DATA SUPPLIED:
--- --- ---
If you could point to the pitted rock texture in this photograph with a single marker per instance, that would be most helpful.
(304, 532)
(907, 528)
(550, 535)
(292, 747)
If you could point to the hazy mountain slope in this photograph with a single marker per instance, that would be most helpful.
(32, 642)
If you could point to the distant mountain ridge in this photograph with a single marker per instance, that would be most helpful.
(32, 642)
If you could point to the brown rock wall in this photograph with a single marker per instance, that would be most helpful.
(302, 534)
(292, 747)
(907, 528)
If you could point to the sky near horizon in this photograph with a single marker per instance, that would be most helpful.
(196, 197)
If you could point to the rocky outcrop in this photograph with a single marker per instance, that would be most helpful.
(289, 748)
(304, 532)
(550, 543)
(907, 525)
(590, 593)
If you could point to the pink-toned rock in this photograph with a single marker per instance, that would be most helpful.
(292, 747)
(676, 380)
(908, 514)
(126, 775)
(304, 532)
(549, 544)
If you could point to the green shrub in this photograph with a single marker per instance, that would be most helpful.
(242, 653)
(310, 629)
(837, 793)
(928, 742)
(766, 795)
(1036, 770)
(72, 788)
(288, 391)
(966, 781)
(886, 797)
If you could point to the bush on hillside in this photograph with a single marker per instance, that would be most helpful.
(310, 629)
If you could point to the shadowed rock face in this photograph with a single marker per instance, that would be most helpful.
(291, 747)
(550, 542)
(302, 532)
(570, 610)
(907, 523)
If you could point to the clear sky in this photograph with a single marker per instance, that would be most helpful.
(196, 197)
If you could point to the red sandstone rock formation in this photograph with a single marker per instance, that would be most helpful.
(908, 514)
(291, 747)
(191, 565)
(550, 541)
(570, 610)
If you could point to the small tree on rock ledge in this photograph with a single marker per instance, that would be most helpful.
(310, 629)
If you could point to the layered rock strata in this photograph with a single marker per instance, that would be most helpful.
--- --- ---
EXERCISE OBJECTIVE: Return every one of the lines above verbatim.

RIGHT ANSWER:
If you could point to the pitted rock texture in this photograph with a single marker per instance, that would be most helpful.
(304, 532)
(907, 528)
(550, 535)
(292, 747)
If you could point to the hazy mountain slope in this photograph with a single marker per instance, that would be most helpful.
(32, 642)
If you could point to the distant mountain ridge in this photograph with a single marker per instance, that would be most helpful.
(32, 642)
If you could point to the brown rock wall in this photograph with a single marker per instance, that would be most helpful.
(302, 534)
(292, 747)
(907, 528)
If you could point to the sky near horizon in this photograph with a single marker per instance, that would be most helpful.
(196, 197)
If you could point to the rocky outcrop in this photograph with a single marker per instance, that would be most helpful.
(289, 748)
(304, 532)
(550, 543)
(907, 525)
(590, 593)
If you could point to the pink-toned rock in this photograph with a single marker per instance, that would be most helpful.
(292, 747)
(676, 380)
(908, 514)
(126, 775)
(304, 532)
(549, 544)
If you could point to the green shrub in this photograph with a single marker per instance, that would be most helpful.
(242, 653)
(310, 629)
(837, 793)
(928, 742)
(766, 795)
(1036, 770)
(72, 788)
(288, 391)
(966, 781)
(886, 797)
If you could point to the bush on hillside in this photograph with a single marker per instance, that would be most helpful.
(310, 629)
If you could point to the shadowed rock face in this photograph with a single marker per instance, that would be most helpful.
(291, 747)
(550, 542)
(302, 532)
(570, 610)
(907, 523)
If you could point to the clear sky in this photograph with a single marker per instance, that would be most helpful.
(196, 197)
If you could point to the red sandstone rock formation in this photograph with a single marker per instance, that would be most helpful.
(908, 514)
(291, 747)
(191, 565)
(550, 541)
(570, 610)
If you could point to the small tree on rock ledge in this photograph with a single marker per instance, that would be most helpful.
(310, 629)
If you could point to the layered rock strata in this photograph with a single marker per instance, that would be most helpful.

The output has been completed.